What you will do
Reproduce the part of the page text starting with "A silk-thrower or" and going on through "and St Jude.", word for word.

Page text
==================================================

A silk-thrower or silk-throwster was someone who converted raw silk into silk thread. The Company was formed in 1629 but is now defunct.

The Shipwrights' Company is derived from the medieval Fraternity of St Simon and St Jude.

The Fraternity of St Simon and St Jude was founded in 1456 by the 'artificers of shipwrights in the city of London'. Ordinances of that year show that the Fraternity, which was open to men and women, was governed by a master and one warden. New members had to be of 'good name and fame', and paid 6s 8d or 40d on entry. Attendance at the annual mass and four quarter days was compulsory and members contributed towards the cost of dinners. A common box was maintained, from which loans could be made and alms given to poor brothers and sisters. Those receiving the livery were expected to bequeath a piece of plate or other valuable gift to the Fraternity. Members were not to tempt away another's apprentice or employ a stranger, and disputes were to be taken to the master in the first instance before resorting to the courts

Due respect was to be shown to all who had held office within the Fraternity, although this respect seems not always to have been mutual: additions made to the ordinances in 1483 talk of the decay of the Fraternity caused by 'simple and slothful wardens'. Further pronouncements were made in 1512 and ca. 1524. In this year, a list of wardens and members names eleven individuals, of whom two were women. In common with other predominantly religious bodies, it seems likely that the Fraternity of St Simon and St Jude was swept away as a result of the Chantries Act passed during the reign of Edward VI. However, new ordinances for the reform of the society of shipwrights dated ca. 1594 speak of the power of the master and wardens to search the brethren 'of that fraternity', suggesting that some sense at least of the brotherhood remained.

==================================================

Source material

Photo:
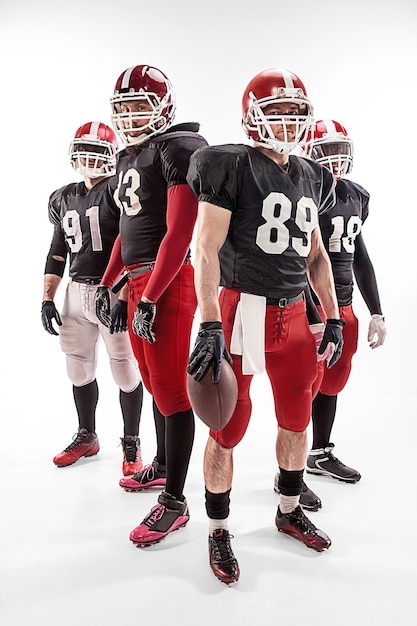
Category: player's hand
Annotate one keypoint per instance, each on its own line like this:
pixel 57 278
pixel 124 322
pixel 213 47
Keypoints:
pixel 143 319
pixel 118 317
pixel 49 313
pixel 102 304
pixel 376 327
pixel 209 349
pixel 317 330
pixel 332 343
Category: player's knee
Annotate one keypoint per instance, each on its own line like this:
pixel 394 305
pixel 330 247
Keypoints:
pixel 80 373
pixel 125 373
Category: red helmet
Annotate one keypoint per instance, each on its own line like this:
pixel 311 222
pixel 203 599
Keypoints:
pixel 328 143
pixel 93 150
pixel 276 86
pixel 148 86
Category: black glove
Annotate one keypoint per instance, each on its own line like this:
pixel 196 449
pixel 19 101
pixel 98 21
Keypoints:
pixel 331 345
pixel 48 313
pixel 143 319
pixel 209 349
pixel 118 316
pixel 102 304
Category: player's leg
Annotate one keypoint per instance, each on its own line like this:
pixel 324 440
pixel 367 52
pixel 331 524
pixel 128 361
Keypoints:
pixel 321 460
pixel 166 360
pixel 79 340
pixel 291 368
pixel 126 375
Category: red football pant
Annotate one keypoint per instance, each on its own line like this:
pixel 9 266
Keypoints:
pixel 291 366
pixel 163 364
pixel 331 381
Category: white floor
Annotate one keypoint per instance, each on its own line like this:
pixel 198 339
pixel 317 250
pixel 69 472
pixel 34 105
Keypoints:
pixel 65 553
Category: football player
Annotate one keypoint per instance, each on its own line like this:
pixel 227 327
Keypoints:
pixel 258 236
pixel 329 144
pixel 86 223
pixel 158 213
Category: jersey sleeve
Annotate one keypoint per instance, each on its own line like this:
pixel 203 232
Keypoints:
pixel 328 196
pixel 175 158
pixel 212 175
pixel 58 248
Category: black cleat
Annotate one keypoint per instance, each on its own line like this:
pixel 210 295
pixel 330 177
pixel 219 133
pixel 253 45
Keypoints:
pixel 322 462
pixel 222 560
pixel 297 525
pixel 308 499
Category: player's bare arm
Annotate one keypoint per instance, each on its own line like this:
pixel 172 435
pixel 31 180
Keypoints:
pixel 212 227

==================================================

Your response
A silk-thrower or silk-throwster was someone who converted raw silk into silk thread. The Company was formed in 1629 but is now defunct.

The Shipwrights' Company is derived from the medieval Fraternity of St Simon and St Jude.